What to produce »
Word for word, copy the lines from the one with "Exercise. Point out the metal" to the last line of the data below, counting both, and keep every picture out.

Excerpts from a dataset
┌──

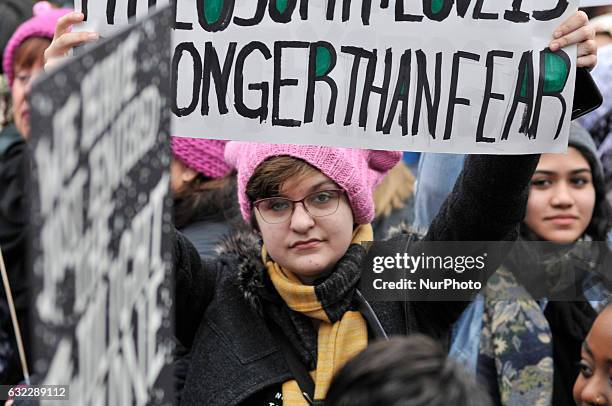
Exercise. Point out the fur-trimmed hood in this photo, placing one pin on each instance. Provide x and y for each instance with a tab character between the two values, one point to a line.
243	248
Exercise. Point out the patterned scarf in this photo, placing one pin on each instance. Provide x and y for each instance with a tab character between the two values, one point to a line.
516	336
342	332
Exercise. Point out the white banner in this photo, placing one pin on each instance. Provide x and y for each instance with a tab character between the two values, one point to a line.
441	75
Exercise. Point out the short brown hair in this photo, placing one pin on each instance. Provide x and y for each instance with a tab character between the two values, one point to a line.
30	52
269	177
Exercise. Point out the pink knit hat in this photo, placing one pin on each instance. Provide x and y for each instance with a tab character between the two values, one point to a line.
205	156
357	171
41	25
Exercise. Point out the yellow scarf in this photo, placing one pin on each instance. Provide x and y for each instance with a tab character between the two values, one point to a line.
336	342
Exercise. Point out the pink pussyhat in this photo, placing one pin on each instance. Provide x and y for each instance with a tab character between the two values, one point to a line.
357	171
202	155
42	25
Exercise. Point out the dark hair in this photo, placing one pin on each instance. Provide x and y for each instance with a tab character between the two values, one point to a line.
206	197
407	371
601	221
30	52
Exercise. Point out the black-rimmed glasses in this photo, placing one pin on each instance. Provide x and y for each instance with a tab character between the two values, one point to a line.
275	210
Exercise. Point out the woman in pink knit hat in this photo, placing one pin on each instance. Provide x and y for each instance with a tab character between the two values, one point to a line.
279	312
204	190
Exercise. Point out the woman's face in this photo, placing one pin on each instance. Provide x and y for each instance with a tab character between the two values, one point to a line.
305	245
561	197
19	92
180	176
594	383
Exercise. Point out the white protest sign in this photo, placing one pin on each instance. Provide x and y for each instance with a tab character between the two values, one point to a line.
109	15
594	3
101	220
469	76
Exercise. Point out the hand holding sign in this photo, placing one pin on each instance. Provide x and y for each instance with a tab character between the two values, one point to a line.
576	30
64	40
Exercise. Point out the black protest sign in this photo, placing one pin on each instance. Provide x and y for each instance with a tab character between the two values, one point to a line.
102	299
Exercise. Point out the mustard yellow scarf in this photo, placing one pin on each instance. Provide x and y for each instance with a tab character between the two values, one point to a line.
336	342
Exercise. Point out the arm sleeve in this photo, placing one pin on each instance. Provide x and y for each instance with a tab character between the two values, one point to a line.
488	203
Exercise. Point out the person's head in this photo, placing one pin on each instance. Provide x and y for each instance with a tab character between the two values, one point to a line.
567	194
594	383
198	169
24	59
410	370
334	186
603	29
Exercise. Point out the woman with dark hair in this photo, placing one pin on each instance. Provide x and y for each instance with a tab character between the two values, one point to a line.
594	383
290	287
22	62
535	311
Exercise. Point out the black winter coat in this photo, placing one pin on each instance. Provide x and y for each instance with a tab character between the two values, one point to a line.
218	312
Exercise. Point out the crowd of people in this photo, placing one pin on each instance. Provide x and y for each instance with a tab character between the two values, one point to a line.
268	255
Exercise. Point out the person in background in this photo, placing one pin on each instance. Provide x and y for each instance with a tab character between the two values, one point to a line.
393	201
293	279
12	13
599	122
205	209
524	346
204	190
402	371
22	62
594	383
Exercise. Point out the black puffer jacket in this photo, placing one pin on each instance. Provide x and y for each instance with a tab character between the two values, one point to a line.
218	310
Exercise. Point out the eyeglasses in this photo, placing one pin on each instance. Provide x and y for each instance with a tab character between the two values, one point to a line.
275	210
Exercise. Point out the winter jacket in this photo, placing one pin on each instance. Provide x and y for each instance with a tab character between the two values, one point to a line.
219	307
13	241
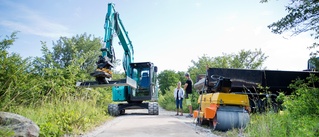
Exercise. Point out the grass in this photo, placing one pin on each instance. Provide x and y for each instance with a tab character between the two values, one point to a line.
64	117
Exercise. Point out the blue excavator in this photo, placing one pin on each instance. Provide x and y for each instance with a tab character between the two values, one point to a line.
139	89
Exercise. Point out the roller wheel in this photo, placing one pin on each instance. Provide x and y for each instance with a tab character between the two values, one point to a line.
113	109
122	112
229	117
201	121
153	108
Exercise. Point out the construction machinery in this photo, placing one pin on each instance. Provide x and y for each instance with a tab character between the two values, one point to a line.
227	96
139	89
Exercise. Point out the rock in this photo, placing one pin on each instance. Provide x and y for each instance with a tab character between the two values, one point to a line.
21	126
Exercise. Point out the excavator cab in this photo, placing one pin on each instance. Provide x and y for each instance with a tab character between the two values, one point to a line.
145	77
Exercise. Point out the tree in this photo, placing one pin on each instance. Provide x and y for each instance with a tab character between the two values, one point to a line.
166	79
303	16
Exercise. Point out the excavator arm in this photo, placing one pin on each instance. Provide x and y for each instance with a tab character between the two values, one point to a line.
113	25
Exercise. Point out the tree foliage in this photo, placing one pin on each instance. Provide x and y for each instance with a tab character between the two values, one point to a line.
303	16
166	79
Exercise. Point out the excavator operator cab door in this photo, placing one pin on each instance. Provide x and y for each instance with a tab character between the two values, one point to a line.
143	74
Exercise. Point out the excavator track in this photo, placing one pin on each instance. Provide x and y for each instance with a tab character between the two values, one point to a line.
229	117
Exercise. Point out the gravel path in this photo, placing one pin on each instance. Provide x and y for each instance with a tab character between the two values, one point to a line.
162	112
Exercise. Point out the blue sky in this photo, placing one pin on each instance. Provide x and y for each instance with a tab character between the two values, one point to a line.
169	33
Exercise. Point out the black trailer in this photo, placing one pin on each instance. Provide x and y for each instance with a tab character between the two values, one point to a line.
248	81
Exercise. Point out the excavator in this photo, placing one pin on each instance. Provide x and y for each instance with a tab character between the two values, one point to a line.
139	89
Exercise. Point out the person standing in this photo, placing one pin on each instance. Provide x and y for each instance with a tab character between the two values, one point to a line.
188	87
179	95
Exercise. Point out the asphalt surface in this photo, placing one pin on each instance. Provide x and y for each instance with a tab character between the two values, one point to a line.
137	123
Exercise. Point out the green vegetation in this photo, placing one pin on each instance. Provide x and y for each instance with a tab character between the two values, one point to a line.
299	117
43	88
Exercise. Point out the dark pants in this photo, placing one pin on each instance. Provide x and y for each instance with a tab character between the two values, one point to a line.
179	103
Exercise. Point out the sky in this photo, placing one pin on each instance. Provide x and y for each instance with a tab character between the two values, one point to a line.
169	33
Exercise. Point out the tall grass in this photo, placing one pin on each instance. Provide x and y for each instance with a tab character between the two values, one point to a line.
58	118
282	125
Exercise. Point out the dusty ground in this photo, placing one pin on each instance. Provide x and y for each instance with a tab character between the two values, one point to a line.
136	123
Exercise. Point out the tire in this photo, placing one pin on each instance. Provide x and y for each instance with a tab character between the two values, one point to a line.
113	109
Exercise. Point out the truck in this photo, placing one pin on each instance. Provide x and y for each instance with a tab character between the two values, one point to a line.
228	96
139	89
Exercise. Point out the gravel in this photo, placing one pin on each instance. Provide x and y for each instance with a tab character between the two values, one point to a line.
162	112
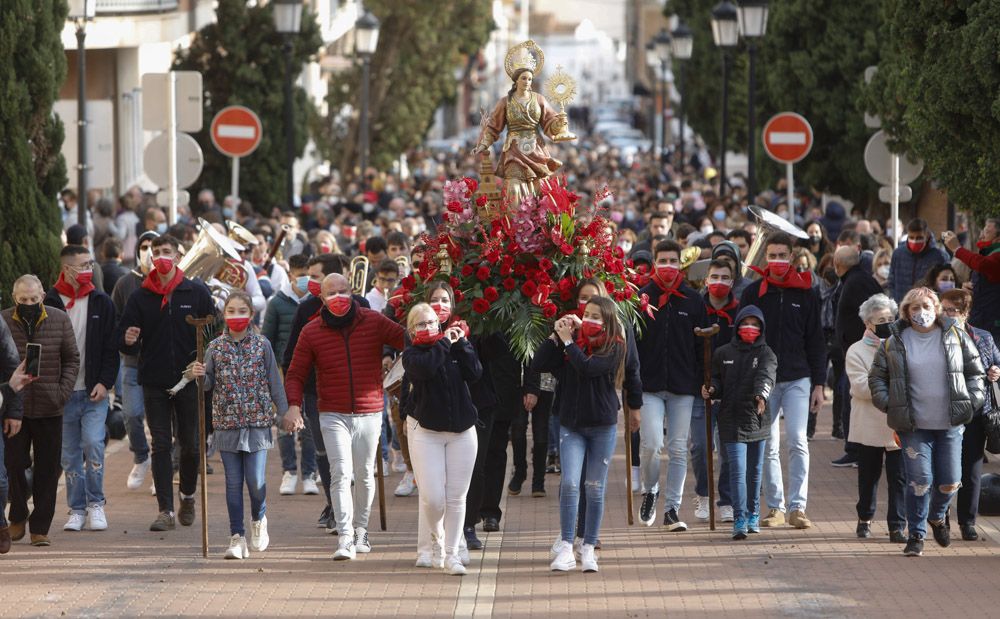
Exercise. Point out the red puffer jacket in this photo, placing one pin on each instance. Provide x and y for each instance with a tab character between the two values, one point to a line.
348	362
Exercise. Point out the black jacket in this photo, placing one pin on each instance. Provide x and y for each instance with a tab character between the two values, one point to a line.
740	372
439	376
166	342
669	352
587	393
856	287
796	333
101	357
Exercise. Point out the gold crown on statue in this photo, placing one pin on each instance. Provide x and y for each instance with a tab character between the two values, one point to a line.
525	55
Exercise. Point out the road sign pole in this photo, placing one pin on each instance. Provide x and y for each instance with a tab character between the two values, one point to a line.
234	185
172	146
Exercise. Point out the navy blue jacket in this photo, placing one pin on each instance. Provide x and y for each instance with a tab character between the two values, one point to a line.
166	342
669	352
794	332
101	357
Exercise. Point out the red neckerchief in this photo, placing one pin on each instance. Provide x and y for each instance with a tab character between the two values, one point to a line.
667	291
153	284
793	279
724	310
64	288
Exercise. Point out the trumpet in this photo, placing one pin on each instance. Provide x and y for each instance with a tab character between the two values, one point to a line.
359	275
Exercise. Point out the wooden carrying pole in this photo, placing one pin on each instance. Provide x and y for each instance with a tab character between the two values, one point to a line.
199	324
707	335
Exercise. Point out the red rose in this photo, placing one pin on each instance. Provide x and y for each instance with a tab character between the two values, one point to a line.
480	306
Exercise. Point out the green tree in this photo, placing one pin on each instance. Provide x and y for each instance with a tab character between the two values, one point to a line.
420	44
811	62
937	92
242	61
32	170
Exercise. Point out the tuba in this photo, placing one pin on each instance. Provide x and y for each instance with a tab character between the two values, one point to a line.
769	224
359	275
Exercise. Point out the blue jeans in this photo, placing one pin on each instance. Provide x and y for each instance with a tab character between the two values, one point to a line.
83	450
675	410
746	462
597	445
242	466
791	398
932	460
699	454
134	408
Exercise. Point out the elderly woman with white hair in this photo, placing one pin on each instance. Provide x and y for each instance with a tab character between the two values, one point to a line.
868	426
929	380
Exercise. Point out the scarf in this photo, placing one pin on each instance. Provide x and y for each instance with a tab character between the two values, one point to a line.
66	289
668	291
723	312
793	279
155	285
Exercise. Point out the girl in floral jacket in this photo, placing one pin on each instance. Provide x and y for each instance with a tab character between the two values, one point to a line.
241	366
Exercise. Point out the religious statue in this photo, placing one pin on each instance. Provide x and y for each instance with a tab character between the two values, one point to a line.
524	161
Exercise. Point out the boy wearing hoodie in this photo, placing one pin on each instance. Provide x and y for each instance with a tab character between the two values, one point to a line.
743	374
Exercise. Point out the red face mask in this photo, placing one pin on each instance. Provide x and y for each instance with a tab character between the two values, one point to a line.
749	333
339	304
237	324
591	328
667	273
443	313
779	268
84	277
719	289
163	264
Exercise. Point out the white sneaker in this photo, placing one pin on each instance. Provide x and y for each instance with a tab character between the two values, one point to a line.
138	474
237	548
361	543
309	485
726	513
453	566
588	559
701	505
345	549
407	486
97	520
259	538
75	522
288	482
564	561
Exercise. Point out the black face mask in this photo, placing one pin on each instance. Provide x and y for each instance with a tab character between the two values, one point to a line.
883	331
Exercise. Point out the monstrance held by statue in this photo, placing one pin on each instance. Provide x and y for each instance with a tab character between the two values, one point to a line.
524	161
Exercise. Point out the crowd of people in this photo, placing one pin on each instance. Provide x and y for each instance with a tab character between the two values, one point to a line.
301	352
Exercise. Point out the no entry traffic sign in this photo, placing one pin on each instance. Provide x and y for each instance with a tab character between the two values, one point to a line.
236	131
787	137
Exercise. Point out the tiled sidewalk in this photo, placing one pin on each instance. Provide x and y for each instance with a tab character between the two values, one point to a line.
825	571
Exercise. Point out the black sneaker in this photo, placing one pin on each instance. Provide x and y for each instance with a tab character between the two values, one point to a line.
942	533
647	511
969	532
672	522
914	547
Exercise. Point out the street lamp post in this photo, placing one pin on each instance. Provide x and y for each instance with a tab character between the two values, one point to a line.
661	42
365	43
725	32
288	22
753	25
681	46
81	11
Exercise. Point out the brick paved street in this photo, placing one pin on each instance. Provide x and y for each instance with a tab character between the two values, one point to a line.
645	572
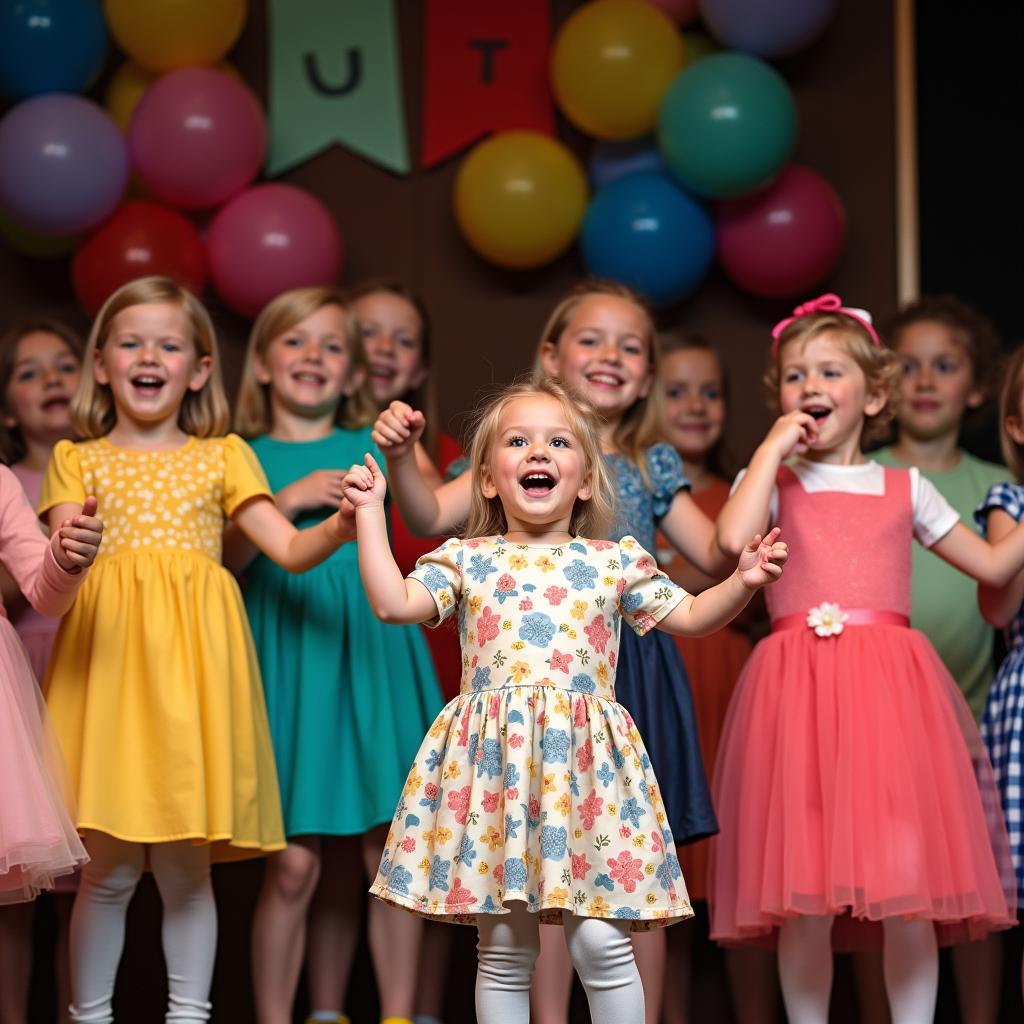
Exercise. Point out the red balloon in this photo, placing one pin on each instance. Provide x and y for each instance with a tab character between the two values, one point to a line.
138	240
782	241
268	240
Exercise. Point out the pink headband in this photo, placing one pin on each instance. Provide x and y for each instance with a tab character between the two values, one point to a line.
828	303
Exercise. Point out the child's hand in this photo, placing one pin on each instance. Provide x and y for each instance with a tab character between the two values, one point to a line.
762	560
397	429
365	485
793	433
79	539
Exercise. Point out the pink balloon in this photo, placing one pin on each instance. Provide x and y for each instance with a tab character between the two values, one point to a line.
784	240
268	240
681	11
197	137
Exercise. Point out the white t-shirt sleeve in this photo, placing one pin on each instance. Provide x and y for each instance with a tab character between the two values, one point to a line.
933	515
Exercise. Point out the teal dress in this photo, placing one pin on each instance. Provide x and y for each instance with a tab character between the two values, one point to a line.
348	697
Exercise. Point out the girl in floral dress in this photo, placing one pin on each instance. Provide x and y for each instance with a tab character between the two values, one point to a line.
532	796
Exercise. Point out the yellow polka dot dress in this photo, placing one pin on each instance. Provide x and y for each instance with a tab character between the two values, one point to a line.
154	685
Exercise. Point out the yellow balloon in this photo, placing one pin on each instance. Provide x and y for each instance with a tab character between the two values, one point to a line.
519	199
162	35
611	64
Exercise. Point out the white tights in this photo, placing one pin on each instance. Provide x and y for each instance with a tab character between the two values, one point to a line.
911	969
97	926
600	950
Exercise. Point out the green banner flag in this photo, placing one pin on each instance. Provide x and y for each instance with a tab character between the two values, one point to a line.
335	77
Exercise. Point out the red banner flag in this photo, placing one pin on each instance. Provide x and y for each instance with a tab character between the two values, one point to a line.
485	70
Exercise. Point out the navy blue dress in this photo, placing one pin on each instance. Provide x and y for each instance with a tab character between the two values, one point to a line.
651	680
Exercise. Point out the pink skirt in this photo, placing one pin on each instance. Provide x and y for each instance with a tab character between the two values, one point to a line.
851	779
38	841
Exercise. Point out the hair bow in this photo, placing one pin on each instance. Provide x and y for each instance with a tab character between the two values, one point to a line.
827	303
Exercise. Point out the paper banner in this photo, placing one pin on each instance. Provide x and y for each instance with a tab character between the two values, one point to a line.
485	70
335	77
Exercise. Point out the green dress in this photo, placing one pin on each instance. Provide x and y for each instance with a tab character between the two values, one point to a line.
348	697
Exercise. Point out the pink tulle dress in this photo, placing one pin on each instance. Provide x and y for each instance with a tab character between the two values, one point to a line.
38	841
851	776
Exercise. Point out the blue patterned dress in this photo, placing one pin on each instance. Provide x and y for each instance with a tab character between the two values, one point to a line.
1003	724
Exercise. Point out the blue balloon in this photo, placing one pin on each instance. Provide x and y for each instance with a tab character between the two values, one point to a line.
50	46
645	231
610	161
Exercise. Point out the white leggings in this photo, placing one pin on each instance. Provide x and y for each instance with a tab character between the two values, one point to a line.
600	950
97	925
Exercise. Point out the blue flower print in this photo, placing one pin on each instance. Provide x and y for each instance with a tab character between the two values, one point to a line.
438	872
480	567
467	852
538	629
631	811
580	574
553	842
515	875
556	747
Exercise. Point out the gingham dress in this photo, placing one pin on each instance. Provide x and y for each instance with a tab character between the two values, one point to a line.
1003	724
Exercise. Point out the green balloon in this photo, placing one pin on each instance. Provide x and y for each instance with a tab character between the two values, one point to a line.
727	125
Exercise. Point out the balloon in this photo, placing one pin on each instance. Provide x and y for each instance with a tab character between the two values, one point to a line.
609	161
610	65
140	239
519	198
681	11
162	35
727	125
197	137
777	29
785	240
645	231
267	240
50	46
64	165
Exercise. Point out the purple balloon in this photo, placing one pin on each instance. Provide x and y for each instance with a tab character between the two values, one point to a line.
767	28
64	164
609	161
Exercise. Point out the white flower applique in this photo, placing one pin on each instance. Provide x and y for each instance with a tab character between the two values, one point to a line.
826	620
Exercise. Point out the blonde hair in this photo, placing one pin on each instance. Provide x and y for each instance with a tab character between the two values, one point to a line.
12	446
643	423
253	414
1010	404
203	413
591	517
881	366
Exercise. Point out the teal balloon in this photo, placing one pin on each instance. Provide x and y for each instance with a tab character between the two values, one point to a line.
727	125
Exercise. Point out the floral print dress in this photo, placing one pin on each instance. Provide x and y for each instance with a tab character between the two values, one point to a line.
534	784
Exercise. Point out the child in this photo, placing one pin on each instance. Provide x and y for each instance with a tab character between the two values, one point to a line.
40	364
305	398
531	795
948	353
844	781
693	385
600	341
1003	725
153	683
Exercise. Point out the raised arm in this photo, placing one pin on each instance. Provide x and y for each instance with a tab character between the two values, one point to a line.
760	563
393	598
747	510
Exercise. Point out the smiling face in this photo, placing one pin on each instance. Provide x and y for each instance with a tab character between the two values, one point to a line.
937	387
819	377
309	368
392	337
603	353
694	401
44	377
536	465
150	361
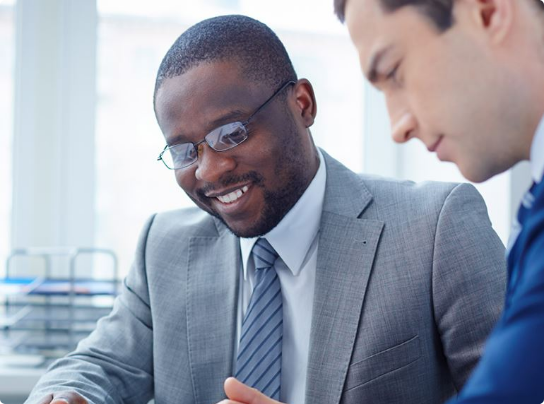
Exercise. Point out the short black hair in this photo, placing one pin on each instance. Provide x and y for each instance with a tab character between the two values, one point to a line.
252	45
440	12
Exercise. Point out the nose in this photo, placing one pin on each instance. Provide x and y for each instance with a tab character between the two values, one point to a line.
211	165
403	128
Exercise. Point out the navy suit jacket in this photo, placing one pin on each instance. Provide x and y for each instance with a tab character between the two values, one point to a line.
512	367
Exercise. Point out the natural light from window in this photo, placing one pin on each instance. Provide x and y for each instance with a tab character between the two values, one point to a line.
133	38
6	122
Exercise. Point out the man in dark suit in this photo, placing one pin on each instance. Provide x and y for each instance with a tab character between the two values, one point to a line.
466	77
377	288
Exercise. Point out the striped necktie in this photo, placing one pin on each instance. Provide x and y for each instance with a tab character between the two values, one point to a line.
259	354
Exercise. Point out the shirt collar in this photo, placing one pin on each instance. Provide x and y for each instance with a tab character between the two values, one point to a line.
537	153
295	233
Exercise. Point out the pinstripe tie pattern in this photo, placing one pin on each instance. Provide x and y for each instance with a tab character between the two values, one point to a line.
259	355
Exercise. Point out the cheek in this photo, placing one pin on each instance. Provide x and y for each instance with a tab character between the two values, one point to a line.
186	180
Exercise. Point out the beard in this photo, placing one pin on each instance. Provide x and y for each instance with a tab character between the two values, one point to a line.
290	168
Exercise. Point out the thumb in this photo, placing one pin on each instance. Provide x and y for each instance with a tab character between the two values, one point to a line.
238	391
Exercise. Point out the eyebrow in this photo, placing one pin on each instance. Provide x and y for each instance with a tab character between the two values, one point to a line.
228	118
374	62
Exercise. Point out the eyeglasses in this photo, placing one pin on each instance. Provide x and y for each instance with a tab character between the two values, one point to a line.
220	139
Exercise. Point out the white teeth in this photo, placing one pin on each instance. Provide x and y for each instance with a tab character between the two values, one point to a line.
232	196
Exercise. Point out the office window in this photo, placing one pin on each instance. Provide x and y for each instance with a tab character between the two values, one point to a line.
6	122
133	36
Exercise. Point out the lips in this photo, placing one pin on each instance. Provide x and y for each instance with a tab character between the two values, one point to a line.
434	146
232	196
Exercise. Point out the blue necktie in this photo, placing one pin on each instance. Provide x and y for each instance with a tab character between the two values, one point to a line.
259	355
512	251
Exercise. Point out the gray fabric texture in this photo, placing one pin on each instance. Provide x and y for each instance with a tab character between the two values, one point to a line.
410	280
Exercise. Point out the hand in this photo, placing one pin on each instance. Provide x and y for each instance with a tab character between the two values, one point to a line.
239	393
63	397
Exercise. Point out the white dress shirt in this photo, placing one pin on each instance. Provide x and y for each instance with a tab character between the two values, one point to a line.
295	239
537	153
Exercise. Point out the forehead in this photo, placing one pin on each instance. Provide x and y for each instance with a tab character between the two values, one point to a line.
193	101
372	29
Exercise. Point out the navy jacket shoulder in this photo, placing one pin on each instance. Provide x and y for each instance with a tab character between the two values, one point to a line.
512	368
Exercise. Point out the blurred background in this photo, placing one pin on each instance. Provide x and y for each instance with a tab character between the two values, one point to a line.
79	140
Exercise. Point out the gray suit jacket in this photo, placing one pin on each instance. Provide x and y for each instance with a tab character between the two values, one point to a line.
410	280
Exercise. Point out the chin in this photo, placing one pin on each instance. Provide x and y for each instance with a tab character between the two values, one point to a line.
481	173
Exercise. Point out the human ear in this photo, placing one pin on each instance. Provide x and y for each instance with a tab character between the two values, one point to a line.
306	107
495	17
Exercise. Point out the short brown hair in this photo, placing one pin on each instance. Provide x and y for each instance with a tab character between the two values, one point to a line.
440	12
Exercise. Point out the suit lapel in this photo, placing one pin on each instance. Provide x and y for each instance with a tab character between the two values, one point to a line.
212	293
347	246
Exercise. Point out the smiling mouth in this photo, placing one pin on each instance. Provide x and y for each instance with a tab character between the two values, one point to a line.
232	196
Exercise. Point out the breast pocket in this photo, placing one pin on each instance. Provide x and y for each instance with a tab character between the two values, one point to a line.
382	363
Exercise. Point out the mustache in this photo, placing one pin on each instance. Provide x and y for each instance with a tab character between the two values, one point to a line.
252	176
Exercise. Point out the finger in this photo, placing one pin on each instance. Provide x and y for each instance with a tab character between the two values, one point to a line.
238	391
46	400
68	397
230	402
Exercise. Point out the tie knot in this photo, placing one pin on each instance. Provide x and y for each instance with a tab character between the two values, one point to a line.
264	254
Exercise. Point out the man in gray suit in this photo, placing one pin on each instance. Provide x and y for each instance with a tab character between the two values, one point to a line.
372	290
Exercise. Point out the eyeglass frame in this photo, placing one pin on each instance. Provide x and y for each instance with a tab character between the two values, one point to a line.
244	124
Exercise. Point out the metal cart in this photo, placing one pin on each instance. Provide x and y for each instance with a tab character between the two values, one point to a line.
44	317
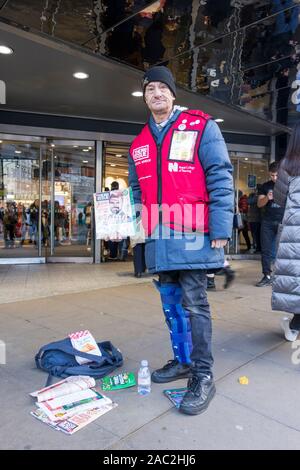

└──

Your solution »
Exercise. Point out the metal cart in this photo, placing one pin on each instance. Provide x and y for each instance with a tab character between the two values, one point to a line.
44	317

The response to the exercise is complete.